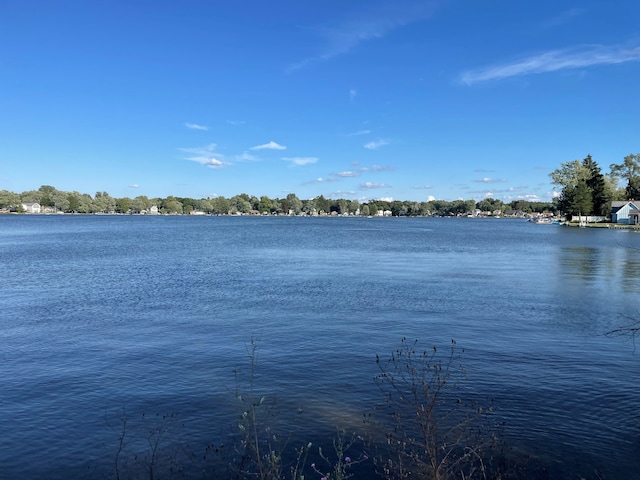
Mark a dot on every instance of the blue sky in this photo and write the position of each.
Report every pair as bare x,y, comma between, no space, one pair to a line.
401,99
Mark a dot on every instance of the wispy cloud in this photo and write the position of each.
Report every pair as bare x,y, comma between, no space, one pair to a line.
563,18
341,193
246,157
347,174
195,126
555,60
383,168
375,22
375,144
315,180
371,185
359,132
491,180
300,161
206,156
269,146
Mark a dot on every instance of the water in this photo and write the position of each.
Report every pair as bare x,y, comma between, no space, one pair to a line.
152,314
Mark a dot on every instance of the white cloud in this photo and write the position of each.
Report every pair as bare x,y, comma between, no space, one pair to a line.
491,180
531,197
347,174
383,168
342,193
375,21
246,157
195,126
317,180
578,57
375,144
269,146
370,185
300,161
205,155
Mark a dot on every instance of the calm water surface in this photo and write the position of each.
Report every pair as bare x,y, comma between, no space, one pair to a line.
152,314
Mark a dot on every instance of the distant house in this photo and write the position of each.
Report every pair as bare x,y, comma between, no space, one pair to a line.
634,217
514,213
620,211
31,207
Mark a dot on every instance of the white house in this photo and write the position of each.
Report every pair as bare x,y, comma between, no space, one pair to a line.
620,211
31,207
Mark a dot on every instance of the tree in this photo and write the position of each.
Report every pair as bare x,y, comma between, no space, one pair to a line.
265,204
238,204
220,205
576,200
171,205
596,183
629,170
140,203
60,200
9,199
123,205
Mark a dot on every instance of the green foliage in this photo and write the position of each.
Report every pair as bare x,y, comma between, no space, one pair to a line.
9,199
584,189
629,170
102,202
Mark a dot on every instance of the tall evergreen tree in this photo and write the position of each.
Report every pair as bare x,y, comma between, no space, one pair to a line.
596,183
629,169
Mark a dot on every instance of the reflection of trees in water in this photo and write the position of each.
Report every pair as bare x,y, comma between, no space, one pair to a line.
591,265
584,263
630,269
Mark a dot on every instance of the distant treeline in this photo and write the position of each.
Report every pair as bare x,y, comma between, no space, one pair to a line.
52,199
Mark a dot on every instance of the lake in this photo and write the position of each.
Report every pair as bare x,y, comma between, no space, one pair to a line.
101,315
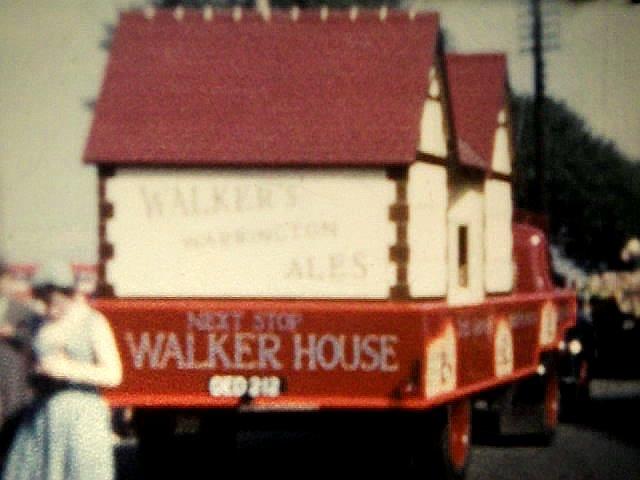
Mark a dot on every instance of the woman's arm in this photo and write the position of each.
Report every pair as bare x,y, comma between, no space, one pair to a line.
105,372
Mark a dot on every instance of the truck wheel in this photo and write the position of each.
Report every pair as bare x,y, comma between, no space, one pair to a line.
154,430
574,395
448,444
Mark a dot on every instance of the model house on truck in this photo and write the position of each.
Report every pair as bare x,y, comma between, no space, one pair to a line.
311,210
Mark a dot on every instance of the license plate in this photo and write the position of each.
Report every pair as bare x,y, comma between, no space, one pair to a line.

SHORT PROBLEM
Copy out each line word for word, please, skipping the images.

EXERCISE ANSWER
Mark a dot on every instance of the blue sky in this photo and write the position of each.
Report every pair as bare x,y, comma between, no space, one pair to a line.
401,99
Mark a dot on every instance of the wispy cloud in this photo and write the position of each.
Report every pair as bare x,y, comma between, no space, one pair to a line.
563,18
341,193
246,157
347,174
195,126
555,60
383,168
375,22
375,144
315,180
371,185
359,132
491,180
300,161
206,156
269,146
Mark a dot on every instance of the water in this photo and write the position of each.
Report every pair as bare x,y, comma between, no space, one pair to a line.
152,314
Mark a dot on every instance of the white cloud in this photo and write the position of each.
Report every pair as bare x,y, comma between, no space, one pair to a line.
491,180
531,197
347,174
383,168
342,193
375,21
246,157
195,126
317,180
578,57
375,144
269,146
370,185
300,161
205,155
Mark a dot on every instance of the calm water surface in this photo and write the position of each.
Report every pair as bare x,y, comma between, no space, one pair to a line.
152,314
Mark a dot on every instance of the distant house in this photo and write the position of each.
Report every pair as bare x,y, comma between, no space, one pair to a line.
634,217
514,213
620,211
31,207
Mark a dot on every instance of the white house in this photo and write the position of each.
Report every pair as bare x,y, comma between, no space, one pair to a line.
620,211
31,207
Mark a dot on every instance of the tree in this photo and write the position of each.
Report every pair as bare x,y, comma between, no space, one pair to a line.
265,204
238,204
220,205
576,200
171,205
596,183
629,170
140,203
60,200
9,199
123,205
Mark a dot on every instance of the green foliage in this photo and write the position of each.
Report every pair as bare x,y, comma between, no space, one pair to a line.
9,199
584,189
629,170
102,202
Mark a dot on every instance of the tall evergreen tree in this photo and write the position of each.
Report every pair as bare x,y, comma between, no space, one pair to a line.
596,183
629,169
Mark a dot on every instance of the reflection of trees in water in this photo and write the position of each.
Report every pair as bare x,y, comma between, no space, one pair to a line.
591,265
584,263
630,269
Mark a dot on every instance of the distant treeline in this photo and write the position of each.
Report every pair as bare x,y, comma between, no space, one pair to a line.
52,199
Mark a dot on every instance of the lake in this photo and write the position of each.
Report every pair as bare x,y, comma between, no space, one pair to a line.
101,315
Mark a dot on every instance of the woman's arm in this photo and write the position of each.
Report every pair as bare x,y, comma between, no space, one pair to a line.
105,372
Mark a dot on every instance of the truck wheel in this photo and write the position of each.
Report every pair as bare x,y, comma between, no space, one pair to a line.
154,430
574,395
448,444
Mark a dot on every instance of the model house on truck in this photo and write the position of each.
Report every pair as bare x,y, comma between, no space, one pair to a line.
311,210
Mark a dot on every instance of the license plate in this photo and write the position of each.
Report every pair as bare x,y, comma between, no space, one pair to a line.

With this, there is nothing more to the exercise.